## DATA PROVIDED
- - - - -

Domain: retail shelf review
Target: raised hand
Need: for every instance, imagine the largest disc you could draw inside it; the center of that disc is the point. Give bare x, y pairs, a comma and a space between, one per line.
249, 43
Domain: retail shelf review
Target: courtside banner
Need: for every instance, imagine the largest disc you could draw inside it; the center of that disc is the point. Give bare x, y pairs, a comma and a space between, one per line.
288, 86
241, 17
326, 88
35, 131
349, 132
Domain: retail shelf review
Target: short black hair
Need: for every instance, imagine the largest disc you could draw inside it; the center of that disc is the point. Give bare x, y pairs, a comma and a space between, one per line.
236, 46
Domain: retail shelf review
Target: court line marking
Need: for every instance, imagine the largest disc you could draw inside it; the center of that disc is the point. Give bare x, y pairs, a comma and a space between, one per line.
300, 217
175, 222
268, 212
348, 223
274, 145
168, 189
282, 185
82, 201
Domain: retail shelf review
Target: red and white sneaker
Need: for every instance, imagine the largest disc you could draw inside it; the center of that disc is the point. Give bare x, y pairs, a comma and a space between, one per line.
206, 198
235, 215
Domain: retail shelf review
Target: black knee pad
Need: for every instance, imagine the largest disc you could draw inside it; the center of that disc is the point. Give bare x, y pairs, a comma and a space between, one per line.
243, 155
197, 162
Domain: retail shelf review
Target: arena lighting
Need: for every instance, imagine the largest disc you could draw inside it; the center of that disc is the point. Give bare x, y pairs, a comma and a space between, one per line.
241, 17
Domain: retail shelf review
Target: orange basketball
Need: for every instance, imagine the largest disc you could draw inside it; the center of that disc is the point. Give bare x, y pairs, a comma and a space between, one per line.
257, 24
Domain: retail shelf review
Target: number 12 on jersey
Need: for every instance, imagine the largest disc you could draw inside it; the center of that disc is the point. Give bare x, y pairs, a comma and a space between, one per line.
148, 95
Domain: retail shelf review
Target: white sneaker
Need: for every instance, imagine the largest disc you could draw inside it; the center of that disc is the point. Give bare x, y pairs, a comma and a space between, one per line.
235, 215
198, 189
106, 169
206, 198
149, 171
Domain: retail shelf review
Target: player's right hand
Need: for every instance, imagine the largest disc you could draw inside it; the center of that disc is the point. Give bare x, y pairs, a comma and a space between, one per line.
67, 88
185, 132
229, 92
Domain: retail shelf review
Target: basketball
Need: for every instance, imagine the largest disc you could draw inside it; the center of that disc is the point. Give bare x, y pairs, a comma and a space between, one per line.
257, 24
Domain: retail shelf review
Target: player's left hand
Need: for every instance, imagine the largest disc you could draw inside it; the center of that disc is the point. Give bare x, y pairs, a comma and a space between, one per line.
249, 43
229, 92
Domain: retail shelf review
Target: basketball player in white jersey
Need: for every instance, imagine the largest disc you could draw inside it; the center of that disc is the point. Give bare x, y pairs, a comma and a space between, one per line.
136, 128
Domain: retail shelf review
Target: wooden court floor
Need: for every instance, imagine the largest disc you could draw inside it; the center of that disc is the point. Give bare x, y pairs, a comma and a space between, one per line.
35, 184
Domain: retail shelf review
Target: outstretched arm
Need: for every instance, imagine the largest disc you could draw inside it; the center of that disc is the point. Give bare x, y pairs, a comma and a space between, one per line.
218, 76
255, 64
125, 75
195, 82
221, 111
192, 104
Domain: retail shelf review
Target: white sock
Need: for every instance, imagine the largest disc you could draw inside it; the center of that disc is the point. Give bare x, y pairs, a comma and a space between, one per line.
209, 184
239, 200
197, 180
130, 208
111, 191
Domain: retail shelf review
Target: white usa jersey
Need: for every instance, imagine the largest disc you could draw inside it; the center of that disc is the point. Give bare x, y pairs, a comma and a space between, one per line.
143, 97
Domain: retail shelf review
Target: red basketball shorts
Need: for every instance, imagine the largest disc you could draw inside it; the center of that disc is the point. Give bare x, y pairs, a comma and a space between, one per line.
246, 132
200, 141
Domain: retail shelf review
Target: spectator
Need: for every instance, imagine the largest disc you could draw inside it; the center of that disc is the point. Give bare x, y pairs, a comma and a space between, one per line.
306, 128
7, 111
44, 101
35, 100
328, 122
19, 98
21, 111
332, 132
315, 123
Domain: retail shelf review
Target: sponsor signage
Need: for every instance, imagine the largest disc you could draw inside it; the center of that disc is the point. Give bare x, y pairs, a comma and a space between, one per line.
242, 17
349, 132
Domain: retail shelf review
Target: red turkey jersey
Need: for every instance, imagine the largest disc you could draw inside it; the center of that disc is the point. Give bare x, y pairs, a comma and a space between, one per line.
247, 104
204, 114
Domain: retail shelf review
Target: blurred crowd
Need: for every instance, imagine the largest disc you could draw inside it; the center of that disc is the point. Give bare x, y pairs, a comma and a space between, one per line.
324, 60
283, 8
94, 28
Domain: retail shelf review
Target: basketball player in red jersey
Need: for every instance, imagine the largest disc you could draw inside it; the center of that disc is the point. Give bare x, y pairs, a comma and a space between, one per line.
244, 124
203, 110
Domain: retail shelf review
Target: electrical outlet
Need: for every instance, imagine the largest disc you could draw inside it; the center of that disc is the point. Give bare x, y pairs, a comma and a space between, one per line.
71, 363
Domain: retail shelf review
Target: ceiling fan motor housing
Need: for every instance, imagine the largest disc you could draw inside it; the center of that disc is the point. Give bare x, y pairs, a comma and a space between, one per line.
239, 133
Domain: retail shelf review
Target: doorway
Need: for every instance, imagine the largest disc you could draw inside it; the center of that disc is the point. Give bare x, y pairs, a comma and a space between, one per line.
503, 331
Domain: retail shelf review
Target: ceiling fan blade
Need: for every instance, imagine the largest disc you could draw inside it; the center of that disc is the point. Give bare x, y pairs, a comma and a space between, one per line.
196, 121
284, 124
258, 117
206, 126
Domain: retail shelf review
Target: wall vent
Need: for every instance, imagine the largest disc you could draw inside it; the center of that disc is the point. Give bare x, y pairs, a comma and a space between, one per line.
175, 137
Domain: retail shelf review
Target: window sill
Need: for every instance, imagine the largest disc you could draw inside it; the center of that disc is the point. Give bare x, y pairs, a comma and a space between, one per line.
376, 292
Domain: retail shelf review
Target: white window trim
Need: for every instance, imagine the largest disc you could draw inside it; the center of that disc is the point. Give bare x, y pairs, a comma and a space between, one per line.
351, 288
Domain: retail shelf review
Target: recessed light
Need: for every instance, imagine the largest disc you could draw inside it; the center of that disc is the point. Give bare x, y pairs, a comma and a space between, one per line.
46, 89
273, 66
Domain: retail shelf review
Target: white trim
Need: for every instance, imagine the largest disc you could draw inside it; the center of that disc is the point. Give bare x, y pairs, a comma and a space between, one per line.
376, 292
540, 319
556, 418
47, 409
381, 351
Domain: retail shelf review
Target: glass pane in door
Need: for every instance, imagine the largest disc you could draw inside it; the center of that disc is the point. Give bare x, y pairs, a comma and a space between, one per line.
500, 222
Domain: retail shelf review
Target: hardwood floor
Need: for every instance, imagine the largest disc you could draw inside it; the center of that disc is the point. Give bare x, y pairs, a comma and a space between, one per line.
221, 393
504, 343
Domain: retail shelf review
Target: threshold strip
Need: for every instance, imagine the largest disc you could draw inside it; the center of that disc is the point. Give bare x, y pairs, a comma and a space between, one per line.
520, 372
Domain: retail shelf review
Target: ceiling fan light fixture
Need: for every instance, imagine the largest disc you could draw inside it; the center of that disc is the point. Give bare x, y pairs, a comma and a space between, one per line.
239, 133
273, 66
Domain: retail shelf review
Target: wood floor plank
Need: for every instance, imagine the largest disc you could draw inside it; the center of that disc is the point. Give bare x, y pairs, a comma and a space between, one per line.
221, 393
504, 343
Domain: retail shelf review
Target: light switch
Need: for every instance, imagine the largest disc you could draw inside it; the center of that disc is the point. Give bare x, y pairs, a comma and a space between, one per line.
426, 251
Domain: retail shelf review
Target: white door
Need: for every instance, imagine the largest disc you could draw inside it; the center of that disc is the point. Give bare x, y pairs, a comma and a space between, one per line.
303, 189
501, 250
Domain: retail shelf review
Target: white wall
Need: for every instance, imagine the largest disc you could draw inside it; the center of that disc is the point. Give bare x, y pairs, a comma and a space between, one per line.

- - - - -

## TRY IT
Could you report every line of the material that contains the string "player"?

## RESPONSE TO THIS TASK
Target: player's right hand
Target: player's left hand
Target: basketball player in white jersey
Target: basketball player in red jersey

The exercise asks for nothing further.